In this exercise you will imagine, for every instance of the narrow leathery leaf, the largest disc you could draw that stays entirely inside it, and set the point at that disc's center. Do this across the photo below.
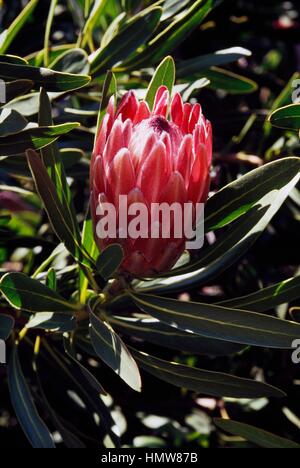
(73, 61)
(227, 249)
(109, 89)
(203, 381)
(228, 81)
(14, 59)
(167, 40)
(113, 352)
(55, 322)
(287, 117)
(89, 244)
(53, 4)
(153, 331)
(11, 122)
(17, 88)
(109, 260)
(240, 195)
(6, 325)
(34, 428)
(93, 382)
(53, 162)
(214, 321)
(51, 279)
(33, 138)
(28, 104)
(203, 62)
(9, 34)
(49, 79)
(255, 435)
(164, 76)
(54, 208)
(267, 298)
(29, 294)
(92, 19)
(136, 32)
---+---
# Your objective
Swap "narrow leathery leaf" for "broad waxy leaf" throughout the text of the records above, keeping every other word the same. Leave the pictures out of your answer.

# Task output
In this exercise you will imagine, for every instance of the broad waxy leaf, the largest disc you could draw that stays entirely inside it, and set the point at that disc's center. Do this across the photo below.
(73, 61)
(227, 249)
(109, 89)
(203, 381)
(228, 81)
(14, 59)
(167, 40)
(113, 352)
(55, 322)
(287, 117)
(89, 244)
(53, 4)
(153, 331)
(11, 122)
(17, 88)
(109, 260)
(240, 195)
(6, 325)
(34, 428)
(93, 382)
(53, 162)
(214, 321)
(51, 279)
(33, 138)
(28, 104)
(203, 62)
(9, 34)
(49, 79)
(255, 435)
(164, 76)
(54, 208)
(267, 298)
(29, 294)
(92, 19)
(136, 32)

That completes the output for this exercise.